## What this task involves:
Once you find the line with "Drop a pin on the rubber", output it and every line after it exactly, through the last line of the listing, but no pictures.

## Data for review:
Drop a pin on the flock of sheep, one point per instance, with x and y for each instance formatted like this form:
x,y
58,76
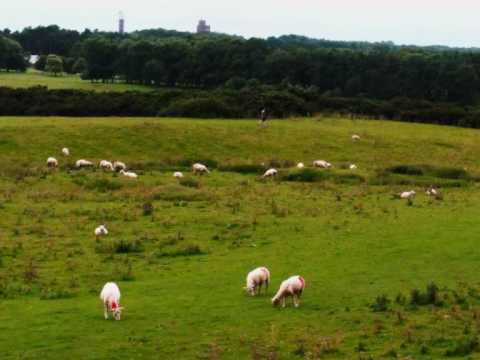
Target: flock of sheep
x,y
291,287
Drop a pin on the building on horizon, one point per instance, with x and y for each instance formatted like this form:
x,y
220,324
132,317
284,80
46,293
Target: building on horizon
x,y
121,24
203,28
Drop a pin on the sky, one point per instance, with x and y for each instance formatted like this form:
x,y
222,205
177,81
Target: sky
x,y
420,22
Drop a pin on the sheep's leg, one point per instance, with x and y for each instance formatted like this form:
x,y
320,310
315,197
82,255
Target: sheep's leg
x,y
105,311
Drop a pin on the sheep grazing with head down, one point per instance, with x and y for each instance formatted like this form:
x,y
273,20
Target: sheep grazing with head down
x,y
293,287
270,173
83,163
100,231
52,162
110,297
255,279
118,166
129,174
106,165
199,169
322,164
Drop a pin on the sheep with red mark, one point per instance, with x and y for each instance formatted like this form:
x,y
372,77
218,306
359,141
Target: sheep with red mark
x,y
293,287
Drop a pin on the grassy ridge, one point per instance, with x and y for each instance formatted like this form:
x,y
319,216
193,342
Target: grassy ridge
x,y
37,78
351,242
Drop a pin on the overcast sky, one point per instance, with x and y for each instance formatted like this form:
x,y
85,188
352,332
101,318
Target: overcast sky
x,y
422,22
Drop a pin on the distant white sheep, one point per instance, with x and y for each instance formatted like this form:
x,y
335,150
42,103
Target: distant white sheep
x,y
270,173
255,279
322,164
52,162
118,166
199,169
110,297
106,165
83,163
293,287
129,174
100,231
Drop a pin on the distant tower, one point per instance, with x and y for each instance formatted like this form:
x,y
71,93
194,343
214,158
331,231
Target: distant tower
x,y
121,23
202,27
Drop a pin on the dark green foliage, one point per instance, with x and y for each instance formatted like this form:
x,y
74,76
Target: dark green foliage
x,y
381,303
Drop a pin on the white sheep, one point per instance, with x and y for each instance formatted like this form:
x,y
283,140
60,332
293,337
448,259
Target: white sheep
x,y
118,165
100,231
83,163
409,195
255,279
270,173
106,165
129,174
322,164
293,287
52,162
199,169
110,297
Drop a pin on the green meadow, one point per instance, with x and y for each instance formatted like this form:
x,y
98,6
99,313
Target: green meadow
x,y
180,250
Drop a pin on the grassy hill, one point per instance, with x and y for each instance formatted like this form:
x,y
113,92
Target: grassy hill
x,y
37,78
180,251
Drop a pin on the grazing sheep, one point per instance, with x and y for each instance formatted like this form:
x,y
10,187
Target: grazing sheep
x,y
83,163
293,287
106,165
270,173
110,297
100,231
118,166
129,174
255,279
199,169
52,162
322,164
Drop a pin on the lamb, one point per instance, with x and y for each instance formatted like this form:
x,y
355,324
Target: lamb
x,y
110,297
199,169
100,231
83,163
52,162
106,165
129,174
255,279
322,164
294,287
270,173
118,166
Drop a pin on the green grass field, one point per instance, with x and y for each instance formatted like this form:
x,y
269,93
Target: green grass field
x,y
37,78
181,267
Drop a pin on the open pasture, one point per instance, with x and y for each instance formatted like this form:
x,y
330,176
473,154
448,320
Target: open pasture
x,y
180,249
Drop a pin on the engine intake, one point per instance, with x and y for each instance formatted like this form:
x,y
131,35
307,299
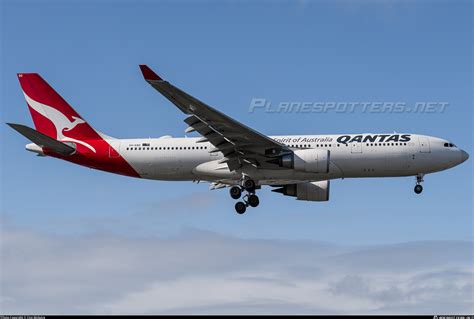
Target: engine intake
x,y
309,160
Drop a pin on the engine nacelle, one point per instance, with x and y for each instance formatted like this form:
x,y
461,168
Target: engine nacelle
x,y
309,160
310,191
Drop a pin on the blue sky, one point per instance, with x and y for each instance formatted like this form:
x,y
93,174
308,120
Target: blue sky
x,y
227,53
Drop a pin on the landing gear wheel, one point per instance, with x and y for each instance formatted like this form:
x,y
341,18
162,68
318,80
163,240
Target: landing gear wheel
x,y
249,185
418,189
253,200
240,207
235,192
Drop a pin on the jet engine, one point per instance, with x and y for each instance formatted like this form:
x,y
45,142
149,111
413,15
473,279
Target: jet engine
x,y
310,191
308,160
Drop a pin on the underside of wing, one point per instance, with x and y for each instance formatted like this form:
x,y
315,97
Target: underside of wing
x,y
240,144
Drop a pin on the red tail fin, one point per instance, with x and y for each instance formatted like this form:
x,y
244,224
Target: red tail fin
x,y
52,115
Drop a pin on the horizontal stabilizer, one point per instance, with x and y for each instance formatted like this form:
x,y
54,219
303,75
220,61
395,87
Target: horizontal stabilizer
x,y
42,140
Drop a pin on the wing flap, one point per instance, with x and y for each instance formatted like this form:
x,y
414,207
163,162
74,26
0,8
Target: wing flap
x,y
217,128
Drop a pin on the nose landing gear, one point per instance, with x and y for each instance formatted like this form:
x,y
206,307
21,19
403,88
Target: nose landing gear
x,y
418,188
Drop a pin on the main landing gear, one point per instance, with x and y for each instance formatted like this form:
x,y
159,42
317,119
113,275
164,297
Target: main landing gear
x,y
418,188
249,199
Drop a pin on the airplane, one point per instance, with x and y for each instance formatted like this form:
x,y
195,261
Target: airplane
x,y
228,153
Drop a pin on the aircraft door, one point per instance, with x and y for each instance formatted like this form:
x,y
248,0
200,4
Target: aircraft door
x,y
424,145
356,147
114,148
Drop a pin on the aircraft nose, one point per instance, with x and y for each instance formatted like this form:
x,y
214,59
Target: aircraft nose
x,y
464,156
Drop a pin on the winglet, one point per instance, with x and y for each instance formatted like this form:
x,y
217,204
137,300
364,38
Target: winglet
x,y
149,74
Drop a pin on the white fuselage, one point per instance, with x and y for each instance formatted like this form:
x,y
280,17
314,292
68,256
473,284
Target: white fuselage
x,y
351,155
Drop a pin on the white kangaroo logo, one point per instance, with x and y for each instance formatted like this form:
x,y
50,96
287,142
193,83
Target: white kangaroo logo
x,y
60,121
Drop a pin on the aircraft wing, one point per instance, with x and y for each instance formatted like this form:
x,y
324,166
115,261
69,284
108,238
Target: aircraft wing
x,y
239,143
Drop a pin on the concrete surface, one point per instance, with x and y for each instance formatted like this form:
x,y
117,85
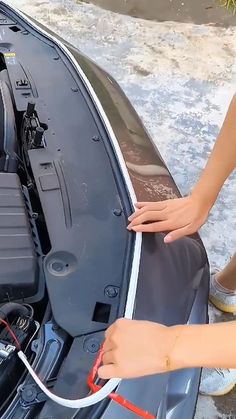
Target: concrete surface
x,y
180,78
194,11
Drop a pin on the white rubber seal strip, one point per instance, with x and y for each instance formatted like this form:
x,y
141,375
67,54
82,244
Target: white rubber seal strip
x,y
113,383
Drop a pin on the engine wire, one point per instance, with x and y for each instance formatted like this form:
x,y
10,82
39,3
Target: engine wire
x,y
11,333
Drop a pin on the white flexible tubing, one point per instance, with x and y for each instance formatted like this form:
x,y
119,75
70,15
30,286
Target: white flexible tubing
x,y
110,386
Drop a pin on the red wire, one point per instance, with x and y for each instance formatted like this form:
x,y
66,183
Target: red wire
x,y
11,333
114,396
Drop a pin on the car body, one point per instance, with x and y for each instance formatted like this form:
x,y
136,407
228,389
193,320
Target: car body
x,y
75,158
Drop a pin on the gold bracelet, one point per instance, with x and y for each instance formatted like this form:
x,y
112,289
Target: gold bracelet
x,y
168,357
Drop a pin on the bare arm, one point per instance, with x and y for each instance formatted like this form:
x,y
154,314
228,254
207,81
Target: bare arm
x,y
138,348
185,216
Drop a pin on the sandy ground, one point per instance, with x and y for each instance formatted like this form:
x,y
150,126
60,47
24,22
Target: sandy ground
x,y
194,11
180,77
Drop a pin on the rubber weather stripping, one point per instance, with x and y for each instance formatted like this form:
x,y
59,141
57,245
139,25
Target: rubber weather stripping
x,y
114,396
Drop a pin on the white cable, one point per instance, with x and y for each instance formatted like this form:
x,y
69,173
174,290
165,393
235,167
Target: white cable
x,y
74,404
110,386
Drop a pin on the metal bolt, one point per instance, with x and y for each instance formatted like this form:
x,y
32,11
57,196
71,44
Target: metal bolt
x,y
91,345
96,138
111,291
117,212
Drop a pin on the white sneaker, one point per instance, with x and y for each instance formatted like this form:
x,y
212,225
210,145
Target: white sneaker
x,y
217,382
222,298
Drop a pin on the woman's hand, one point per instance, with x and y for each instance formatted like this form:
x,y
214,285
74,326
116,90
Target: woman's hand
x,y
181,217
136,348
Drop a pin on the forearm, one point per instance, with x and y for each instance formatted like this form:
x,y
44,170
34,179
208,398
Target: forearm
x,y
209,346
222,160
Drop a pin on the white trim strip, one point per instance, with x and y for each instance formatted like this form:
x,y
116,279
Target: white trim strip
x,y
111,384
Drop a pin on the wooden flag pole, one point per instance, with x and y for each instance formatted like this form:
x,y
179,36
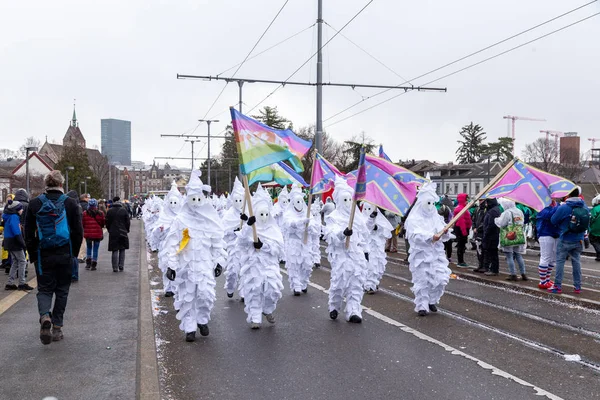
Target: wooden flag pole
x,y
483,191
351,223
249,202
305,240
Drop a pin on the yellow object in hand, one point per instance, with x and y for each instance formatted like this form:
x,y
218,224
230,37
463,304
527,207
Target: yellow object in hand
x,y
184,240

## Result of the task:
Drop a pin on the rubber weather stripping, one point per instance, with x and y for each instance formatted like this form:
x,y
59,141
57,245
139,25
Target: rubber weather stripping
x,y
114,396
Drop a pin on the white cable, one point per instance, with x and y for each instance formatted like this form:
x,y
69,173
174,290
165,393
235,167
Target: white cable
x,y
74,404
110,386
Drop a pin on the metal bolt, one point per instance, with x and y for each instance formatted like this form:
x,y
32,11
57,196
71,44
Target: metal bolt
x,y
91,345
96,138
111,291
117,212
Drop a pin on the white sneaker, one point per instance, with x and y for each instance formatted like this form:
x,y
212,225
210,145
Target: white sneaker
x,y
217,382
222,298
Drop a pin on the woman's hand, one point per instance, with x and y for each instance formatted like this form:
x,y
214,285
74,326
116,90
Target: woman's hand
x,y
181,217
136,348
Drop a pin on the forearm, one point per instance, with x and y for each instance formatted like this form:
x,y
44,170
34,179
208,398
Target: forearm
x,y
209,346
222,160
Drop a pin on the white trim strip, one point per instance, with x and y for each instance formatted like this form:
x,y
116,279
Target: white trim strip
x,y
111,384
Drop a pin on the wooden flag pole, one point per instance, with x and y for each instance formatted like this form:
x,y
179,36
Target: wooden flag pole
x,y
483,191
351,223
249,202
305,240
Drop a pin on the yellow object in hand, one point per instance, with x and y for each instance formatted like this form:
x,y
218,224
230,37
463,304
527,207
Target: yellow object in hand
x,y
184,240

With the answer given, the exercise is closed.